### Data section

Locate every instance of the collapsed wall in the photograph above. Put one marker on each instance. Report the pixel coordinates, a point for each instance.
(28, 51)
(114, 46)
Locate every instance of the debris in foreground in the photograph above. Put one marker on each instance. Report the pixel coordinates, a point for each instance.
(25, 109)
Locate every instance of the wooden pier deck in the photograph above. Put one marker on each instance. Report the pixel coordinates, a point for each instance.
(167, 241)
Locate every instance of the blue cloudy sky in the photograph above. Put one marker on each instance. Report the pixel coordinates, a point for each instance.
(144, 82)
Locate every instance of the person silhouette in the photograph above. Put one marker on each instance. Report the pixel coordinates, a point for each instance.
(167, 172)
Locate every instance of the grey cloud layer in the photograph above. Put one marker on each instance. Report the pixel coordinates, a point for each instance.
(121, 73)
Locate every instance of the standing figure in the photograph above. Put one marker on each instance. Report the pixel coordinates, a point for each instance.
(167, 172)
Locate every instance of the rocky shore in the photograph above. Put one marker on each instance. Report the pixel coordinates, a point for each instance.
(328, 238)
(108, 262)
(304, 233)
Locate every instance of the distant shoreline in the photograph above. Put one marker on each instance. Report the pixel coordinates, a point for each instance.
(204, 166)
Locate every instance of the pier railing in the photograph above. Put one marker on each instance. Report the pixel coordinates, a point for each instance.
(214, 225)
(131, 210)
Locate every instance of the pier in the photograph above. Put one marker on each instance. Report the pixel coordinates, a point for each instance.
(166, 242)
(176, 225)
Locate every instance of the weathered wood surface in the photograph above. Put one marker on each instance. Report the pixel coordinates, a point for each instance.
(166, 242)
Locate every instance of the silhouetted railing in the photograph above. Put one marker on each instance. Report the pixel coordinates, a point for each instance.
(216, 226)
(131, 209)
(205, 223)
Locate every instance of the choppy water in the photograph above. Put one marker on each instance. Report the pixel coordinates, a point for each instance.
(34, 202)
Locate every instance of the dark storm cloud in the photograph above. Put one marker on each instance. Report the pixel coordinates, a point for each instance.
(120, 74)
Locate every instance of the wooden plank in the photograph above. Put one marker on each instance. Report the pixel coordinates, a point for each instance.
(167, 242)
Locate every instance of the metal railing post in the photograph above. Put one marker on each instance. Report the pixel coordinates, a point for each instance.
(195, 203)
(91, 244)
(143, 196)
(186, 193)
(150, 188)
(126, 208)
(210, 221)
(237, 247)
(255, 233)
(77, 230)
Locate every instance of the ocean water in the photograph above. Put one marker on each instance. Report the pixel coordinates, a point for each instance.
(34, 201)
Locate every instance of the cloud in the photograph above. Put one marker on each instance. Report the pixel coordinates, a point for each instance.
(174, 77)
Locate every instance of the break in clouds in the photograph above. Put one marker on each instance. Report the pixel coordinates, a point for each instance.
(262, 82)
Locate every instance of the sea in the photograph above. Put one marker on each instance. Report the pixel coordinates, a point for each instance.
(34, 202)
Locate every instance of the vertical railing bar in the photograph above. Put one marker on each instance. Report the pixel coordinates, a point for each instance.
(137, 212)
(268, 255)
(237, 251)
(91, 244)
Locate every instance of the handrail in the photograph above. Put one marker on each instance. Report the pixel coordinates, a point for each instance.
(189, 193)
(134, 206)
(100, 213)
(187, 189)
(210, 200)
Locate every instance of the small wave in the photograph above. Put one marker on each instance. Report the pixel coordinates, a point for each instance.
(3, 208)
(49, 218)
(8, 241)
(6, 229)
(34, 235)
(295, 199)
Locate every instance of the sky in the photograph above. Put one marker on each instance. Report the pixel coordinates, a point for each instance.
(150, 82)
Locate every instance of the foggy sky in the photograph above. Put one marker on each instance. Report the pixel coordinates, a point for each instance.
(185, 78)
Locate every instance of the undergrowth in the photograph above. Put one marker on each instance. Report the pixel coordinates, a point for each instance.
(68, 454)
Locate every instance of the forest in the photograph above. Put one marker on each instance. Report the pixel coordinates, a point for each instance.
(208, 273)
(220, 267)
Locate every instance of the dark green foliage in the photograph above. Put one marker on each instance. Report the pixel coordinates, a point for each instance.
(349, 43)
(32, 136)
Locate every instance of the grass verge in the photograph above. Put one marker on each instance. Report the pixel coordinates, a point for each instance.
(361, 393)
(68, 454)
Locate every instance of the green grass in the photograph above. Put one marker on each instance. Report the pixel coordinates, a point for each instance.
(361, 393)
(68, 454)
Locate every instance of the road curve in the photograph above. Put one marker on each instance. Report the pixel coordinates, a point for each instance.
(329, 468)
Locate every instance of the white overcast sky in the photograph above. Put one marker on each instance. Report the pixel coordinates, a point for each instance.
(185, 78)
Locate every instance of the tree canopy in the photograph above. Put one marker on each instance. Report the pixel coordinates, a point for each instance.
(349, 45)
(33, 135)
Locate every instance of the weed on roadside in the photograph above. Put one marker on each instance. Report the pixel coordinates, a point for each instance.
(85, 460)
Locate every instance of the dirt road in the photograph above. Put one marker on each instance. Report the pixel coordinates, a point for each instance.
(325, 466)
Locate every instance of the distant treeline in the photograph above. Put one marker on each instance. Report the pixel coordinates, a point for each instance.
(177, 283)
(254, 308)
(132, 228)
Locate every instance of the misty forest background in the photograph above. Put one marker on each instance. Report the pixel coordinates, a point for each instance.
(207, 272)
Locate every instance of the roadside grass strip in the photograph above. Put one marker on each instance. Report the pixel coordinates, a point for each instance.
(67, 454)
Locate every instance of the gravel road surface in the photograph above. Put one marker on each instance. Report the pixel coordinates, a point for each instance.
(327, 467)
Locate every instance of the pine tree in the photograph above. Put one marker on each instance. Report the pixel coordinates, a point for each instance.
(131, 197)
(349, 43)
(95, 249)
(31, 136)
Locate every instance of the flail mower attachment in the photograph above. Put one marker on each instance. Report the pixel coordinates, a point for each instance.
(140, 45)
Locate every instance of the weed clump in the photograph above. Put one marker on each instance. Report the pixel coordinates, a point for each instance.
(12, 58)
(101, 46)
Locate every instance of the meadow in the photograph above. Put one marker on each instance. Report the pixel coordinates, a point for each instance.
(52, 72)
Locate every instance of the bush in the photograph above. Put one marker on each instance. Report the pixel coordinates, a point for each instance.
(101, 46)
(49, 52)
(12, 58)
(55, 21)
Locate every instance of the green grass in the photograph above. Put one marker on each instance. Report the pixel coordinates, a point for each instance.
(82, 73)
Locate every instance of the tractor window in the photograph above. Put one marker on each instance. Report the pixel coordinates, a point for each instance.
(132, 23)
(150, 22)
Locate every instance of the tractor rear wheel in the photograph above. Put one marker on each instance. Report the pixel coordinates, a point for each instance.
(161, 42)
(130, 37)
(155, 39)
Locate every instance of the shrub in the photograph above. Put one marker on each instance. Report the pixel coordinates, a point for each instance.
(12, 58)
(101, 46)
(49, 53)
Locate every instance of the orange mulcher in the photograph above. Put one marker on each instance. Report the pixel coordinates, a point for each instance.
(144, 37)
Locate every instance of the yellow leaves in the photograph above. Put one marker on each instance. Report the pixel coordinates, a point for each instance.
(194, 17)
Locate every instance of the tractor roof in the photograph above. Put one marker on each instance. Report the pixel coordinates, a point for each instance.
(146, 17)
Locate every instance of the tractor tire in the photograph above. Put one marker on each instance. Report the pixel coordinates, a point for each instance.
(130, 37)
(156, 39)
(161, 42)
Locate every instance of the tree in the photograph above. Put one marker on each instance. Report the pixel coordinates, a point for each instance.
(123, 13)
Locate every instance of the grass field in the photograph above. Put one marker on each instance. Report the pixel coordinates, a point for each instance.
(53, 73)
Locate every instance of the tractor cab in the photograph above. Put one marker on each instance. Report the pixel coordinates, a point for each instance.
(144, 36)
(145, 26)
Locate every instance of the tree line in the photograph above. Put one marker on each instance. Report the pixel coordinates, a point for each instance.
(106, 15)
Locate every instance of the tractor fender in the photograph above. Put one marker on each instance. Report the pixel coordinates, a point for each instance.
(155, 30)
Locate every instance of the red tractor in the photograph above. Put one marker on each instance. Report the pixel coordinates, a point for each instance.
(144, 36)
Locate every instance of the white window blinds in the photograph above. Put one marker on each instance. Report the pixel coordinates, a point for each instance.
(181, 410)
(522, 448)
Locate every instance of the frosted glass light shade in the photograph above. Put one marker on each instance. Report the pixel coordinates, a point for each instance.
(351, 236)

######

- **What is needed**
Format the lines of the items above, from the line with "Locate every instance of the tree in" through the last line of the items (both included), as a Markdown table with the columns Row and Line. Each line gets its own row with its row number, and blank lines are left out.

- **Task solution**
| Row | Line |
|---|---|
| 1 | Locate every instance of the tree in the photograph above. Put one marker on each instance. Report the pixel coordinates, a point for each instance. |
| 2 | (123, 13) |
| 3 | Locate every instance of the grass field in the photograph above. Put one marker on each instance. Report the pixel coordinates, a point for each instance. |
| 4 | (53, 73) |
| 5 | Locate every instance of the tractor cab in the photograph above. Put one marker on each instance. Report the pixel coordinates, a point for each instance. |
| 6 | (144, 36) |
| 7 | (145, 26) |
| 8 | Locate every instance of the tree line in the photograph above. Put one marker on each instance. Report the pixel coordinates, a point for each instance. |
| 9 | (106, 15) |
| 10 | Locate every instance of the tractor fender in the photograph above. Put one marker on each instance. Report the pixel coordinates, a point for each instance. |
| 11 | (155, 30) |
| 12 | Locate every instance of the red tractor in the photograph above. Put one marker on each instance. Report the pixel coordinates, a point for each instance. |
| 13 | (144, 36) |
| 14 | Locate every instance of the white window blinds in the photograph above. Put one marker on each instance. Report the pixel coordinates, a point for each instance. |
| 15 | (181, 410) |
| 16 | (522, 448) |
| 17 | Locate every instance of the frosted glass light shade in the photograph above. Put one marker on each instance. Report the pixel coordinates, a point for each instance. |
| 18 | (351, 236) |